--- Exercise aim ---
Please render the part of the material that opens with the line containing "Would you kindly indicate the transmission" and runs through the end of the material as a numbered list. Skip blank lines and leave the pictures out.

--- Pointing dataset material ---
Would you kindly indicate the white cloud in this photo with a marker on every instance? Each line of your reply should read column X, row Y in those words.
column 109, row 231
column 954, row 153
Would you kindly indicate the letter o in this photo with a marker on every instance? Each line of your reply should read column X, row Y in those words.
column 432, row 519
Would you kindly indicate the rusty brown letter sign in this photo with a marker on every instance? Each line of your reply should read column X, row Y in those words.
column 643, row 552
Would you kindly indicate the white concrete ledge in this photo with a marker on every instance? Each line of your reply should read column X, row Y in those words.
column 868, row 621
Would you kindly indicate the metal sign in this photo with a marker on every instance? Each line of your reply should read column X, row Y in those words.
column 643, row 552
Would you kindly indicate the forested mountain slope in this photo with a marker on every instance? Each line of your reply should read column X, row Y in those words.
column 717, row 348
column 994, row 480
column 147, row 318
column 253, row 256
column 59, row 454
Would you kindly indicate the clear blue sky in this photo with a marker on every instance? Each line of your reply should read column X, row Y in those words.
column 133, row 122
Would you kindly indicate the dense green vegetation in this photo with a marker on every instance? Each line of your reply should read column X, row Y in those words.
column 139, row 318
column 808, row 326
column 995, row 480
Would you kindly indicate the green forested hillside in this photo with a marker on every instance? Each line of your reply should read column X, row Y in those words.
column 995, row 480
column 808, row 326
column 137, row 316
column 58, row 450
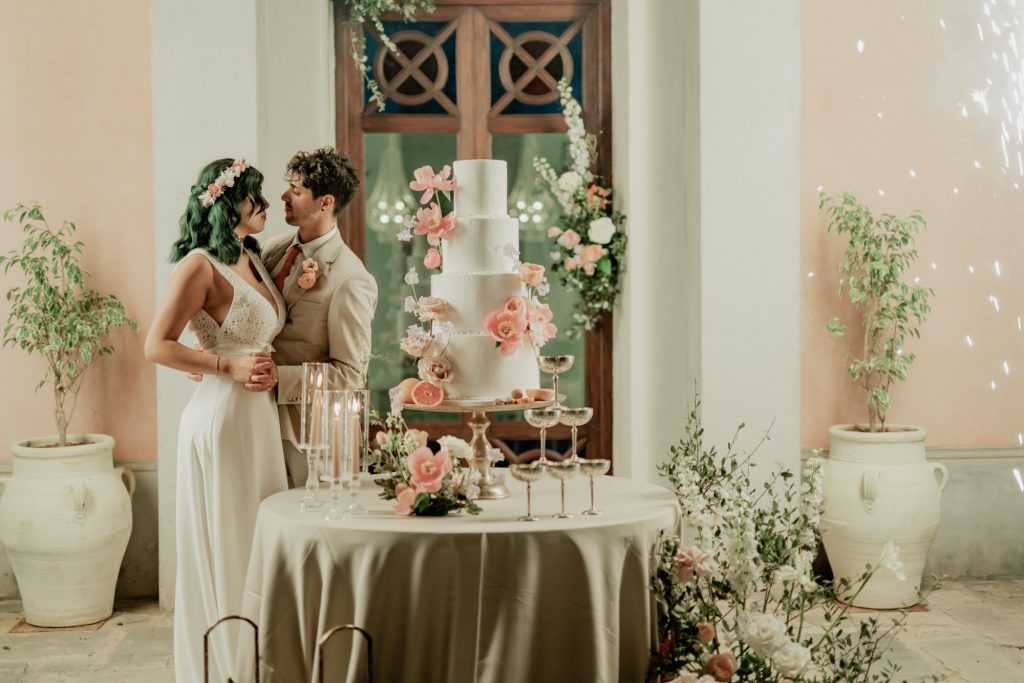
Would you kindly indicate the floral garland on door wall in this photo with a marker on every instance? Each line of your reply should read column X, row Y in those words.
column 590, row 250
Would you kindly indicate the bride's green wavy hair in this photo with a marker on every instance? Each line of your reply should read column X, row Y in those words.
column 213, row 228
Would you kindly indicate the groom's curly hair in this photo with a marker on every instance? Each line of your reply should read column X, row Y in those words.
column 326, row 171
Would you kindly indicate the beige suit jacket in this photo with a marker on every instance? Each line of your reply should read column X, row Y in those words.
column 329, row 323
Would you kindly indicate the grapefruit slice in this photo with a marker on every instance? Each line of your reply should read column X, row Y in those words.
column 425, row 393
column 406, row 389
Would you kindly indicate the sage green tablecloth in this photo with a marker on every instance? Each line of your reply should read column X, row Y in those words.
column 457, row 599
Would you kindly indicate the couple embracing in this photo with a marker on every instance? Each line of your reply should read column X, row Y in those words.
column 258, row 315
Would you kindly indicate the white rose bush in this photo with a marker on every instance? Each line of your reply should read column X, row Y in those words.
column 736, row 598
column 590, row 248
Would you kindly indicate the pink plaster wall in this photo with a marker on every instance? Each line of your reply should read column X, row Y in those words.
column 75, row 135
column 903, row 125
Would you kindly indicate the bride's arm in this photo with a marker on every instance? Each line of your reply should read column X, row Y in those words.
column 190, row 285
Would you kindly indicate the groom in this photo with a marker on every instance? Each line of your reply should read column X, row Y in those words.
column 330, row 310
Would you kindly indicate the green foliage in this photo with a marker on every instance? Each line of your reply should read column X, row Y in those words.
column 54, row 314
column 755, row 546
column 371, row 10
column 879, row 253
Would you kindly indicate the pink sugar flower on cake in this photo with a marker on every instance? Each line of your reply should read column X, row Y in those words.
column 531, row 274
column 427, row 469
column 516, row 306
column 432, row 259
column 406, row 496
column 506, row 329
column 430, row 308
column 568, row 239
column 430, row 222
column 428, row 182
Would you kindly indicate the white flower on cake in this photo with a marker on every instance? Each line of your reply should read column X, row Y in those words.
column 763, row 633
column 601, row 230
column 457, row 447
column 416, row 342
column 791, row 659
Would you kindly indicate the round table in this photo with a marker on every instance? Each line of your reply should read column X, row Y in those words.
column 461, row 598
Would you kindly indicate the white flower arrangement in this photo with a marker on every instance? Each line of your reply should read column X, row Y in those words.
column 733, row 604
column 591, row 246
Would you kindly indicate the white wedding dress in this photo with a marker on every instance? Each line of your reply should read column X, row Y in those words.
column 229, row 459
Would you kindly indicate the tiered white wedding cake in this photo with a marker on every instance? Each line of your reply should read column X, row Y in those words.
column 477, row 278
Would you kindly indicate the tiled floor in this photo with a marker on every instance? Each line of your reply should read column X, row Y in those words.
column 973, row 632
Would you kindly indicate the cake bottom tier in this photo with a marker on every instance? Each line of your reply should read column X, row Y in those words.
column 479, row 371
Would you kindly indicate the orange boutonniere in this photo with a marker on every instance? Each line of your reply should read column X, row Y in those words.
column 310, row 270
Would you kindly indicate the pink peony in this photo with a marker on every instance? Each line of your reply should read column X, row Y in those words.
column 427, row 469
column 430, row 308
column 507, row 330
column 568, row 239
column 436, row 370
column 531, row 274
column 691, row 561
column 407, row 498
column 428, row 182
column 430, row 222
column 721, row 667
column 307, row 280
column 516, row 306
column 432, row 259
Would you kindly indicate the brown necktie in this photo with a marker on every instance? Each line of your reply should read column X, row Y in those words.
column 293, row 253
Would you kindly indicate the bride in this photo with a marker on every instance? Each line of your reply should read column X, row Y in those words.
column 229, row 455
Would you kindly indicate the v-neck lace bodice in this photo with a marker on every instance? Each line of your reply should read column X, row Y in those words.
column 251, row 323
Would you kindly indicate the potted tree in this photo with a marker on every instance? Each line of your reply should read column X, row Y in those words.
column 878, row 483
column 66, row 513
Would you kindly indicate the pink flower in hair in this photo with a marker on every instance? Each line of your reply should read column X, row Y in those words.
column 428, row 182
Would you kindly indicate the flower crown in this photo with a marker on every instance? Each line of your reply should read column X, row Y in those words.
column 225, row 179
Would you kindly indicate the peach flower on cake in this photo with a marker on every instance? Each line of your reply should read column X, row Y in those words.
column 428, row 182
column 568, row 239
column 436, row 370
column 432, row 259
column 430, row 222
column 430, row 308
column 506, row 329
column 428, row 469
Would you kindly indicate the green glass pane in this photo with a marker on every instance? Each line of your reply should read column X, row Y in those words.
column 537, row 210
column 390, row 159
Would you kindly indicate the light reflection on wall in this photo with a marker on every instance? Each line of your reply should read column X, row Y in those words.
column 921, row 108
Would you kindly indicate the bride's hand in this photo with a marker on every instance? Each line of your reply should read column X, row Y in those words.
column 264, row 376
column 243, row 369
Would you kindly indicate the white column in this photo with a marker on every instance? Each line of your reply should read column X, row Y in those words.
column 237, row 78
column 706, row 140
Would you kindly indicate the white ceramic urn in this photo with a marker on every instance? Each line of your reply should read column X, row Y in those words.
column 879, row 487
column 65, row 520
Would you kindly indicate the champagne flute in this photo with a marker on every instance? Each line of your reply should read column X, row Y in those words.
column 592, row 468
column 357, row 408
column 542, row 418
column 576, row 418
column 313, row 438
column 563, row 470
column 339, row 469
column 527, row 473
column 555, row 366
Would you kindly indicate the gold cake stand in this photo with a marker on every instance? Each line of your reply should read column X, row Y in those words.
column 491, row 489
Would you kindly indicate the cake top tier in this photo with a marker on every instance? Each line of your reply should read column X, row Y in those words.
column 482, row 187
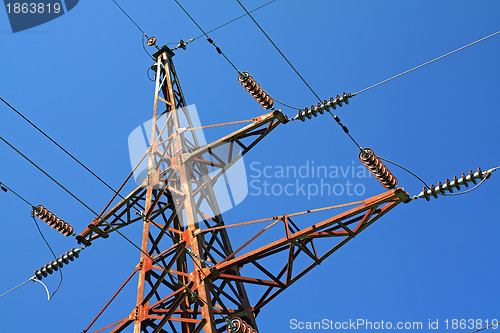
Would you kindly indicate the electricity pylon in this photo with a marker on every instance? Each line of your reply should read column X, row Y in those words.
column 197, row 283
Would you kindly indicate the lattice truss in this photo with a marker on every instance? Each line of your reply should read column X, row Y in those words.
column 190, row 277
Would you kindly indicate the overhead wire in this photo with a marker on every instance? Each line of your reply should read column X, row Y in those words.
column 485, row 328
column 16, row 194
column 55, row 257
column 426, row 63
column 206, row 35
column 60, row 147
column 277, row 48
column 69, row 192
column 231, row 21
column 41, row 234
column 131, row 19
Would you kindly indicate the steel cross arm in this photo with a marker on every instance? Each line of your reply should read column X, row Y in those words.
column 100, row 227
column 345, row 225
column 257, row 128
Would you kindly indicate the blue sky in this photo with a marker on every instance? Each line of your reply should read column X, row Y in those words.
column 82, row 79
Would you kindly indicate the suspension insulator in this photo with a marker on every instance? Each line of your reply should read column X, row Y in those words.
column 322, row 107
column 377, row 168
column 51, row 219
column 255, row 90
column 450, row 185
column 235, row 325
column 59, row 263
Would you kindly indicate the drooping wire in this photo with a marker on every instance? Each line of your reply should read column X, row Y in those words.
column 277, row 48
column 16, row 194
column 282, row 103
column 149, row 77
column 231, row 21
column 22, row 284
column 39, row 230
column 485, row 328
column 144, row 47
column 98, row 216
column 55, row 257
column 69, row 192
column 206, row 35
column 131, row 20
column 428, row 62
column 486, row 176
column 60, row 147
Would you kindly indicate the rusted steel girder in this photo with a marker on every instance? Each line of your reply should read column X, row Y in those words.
column 190, row 277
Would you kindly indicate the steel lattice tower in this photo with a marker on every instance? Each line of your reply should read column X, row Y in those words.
column 190, row 278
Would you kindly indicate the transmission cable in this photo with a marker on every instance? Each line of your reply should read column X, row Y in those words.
column 131, row 20
column 208, row 38
column 2, row 186
column 60, row 147
column 22, row 284
column 99, row 217
column 231, row 21
column 485, row 328
column 426, row 63
column 277, row 48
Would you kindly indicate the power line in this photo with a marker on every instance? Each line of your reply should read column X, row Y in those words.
column 208, row 38
column 485, row 328
column 428, row 62
column 131, row 20
column 22, row 284
column 231, row 21
column 16, row 194
column 60, row 147
column 55, row 257
column 41, row 234
column 277, row 48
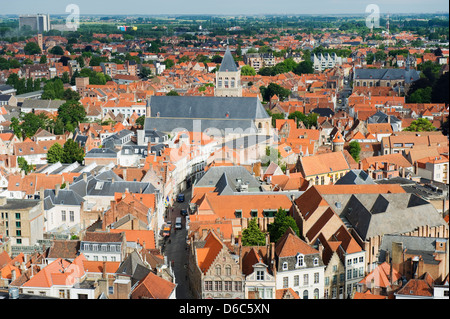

--- Completed exercise ---
1. Would you kindly indicate the transmission cable in this photo with a marker on every instance? Each line of your reply should read column X, row Y in those words.
2. column 131, row 20
3. column 208, row 38
4. column 2, row 186
5. column 60, row 147
6. column 22, row 284
7. column 99, row 217
8. column 231, row 21
9. column 485, row 328
10. column 426, row 63
11. column 277, row 48
12. Would you kindly indicate the power line in this photo with a marker on every instance? Each line of your reply should read column X, row Y in those words.
13. column 208, row 38
14. column 485, row 328
15. column 428, row 62
16. column 131, row 20
17. column 22, row 284
18. column 231, row 21
19. column 16, row 194
20. column 60, row 147
21. column 55, row 257
22. column 41, row 234
23. column 277, row 48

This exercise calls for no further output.